* BEGIN Material provided *
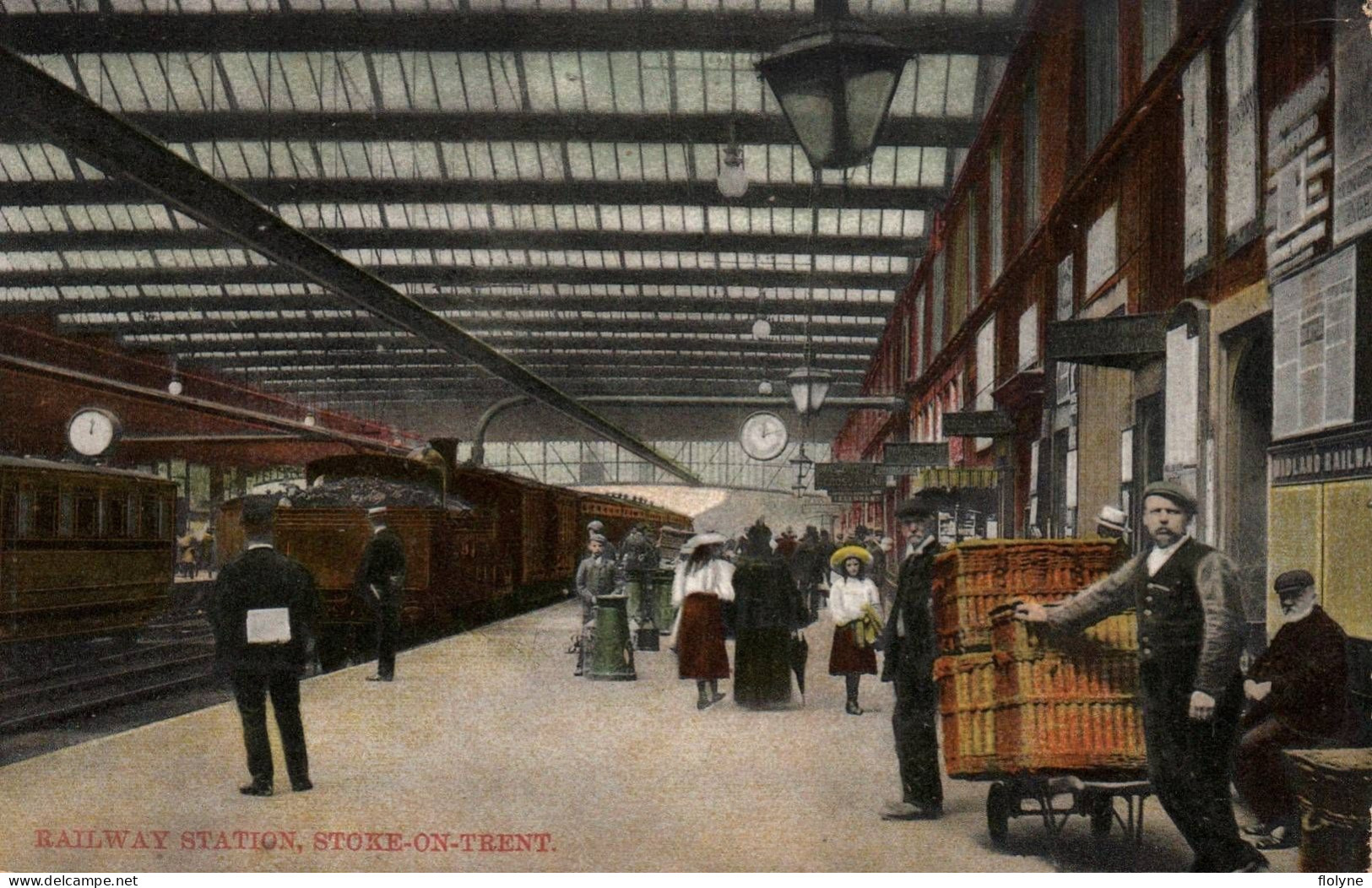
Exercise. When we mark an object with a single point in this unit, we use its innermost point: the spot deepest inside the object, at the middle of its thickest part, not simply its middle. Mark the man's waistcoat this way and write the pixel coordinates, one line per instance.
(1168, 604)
* END Material provided *
* BEGIN Material provided *
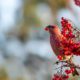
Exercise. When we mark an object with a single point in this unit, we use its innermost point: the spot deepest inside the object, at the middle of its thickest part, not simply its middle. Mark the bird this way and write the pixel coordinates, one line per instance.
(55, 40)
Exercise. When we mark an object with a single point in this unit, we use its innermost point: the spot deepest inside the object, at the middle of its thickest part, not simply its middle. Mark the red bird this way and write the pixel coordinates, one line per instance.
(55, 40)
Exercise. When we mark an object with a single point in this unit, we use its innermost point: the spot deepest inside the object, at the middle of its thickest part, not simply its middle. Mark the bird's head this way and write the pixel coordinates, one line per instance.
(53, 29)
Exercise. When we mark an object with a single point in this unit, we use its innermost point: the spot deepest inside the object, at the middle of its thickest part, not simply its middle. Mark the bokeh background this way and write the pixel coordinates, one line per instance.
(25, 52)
* END Material provided *
Challenge:
Arrange the data lines as a Markdown table, starting with the line containing "Mark the man's" and going on through the line containing "(1168, 604)". Use the columns Row and Line, number each line, and skip any blank lines.

Solution to this problem:
| Row | Line |
|---|---|
| 1 | Exercise. When we mark an object with a single point in this unit, we use its innermost point: the spot deepest inside the object, at the middle of its thickest part, not simply its middle. Mark the man's waistcoat this way and write the pixel coordinates, one line per instance. |
| 2 | (1168, 604) |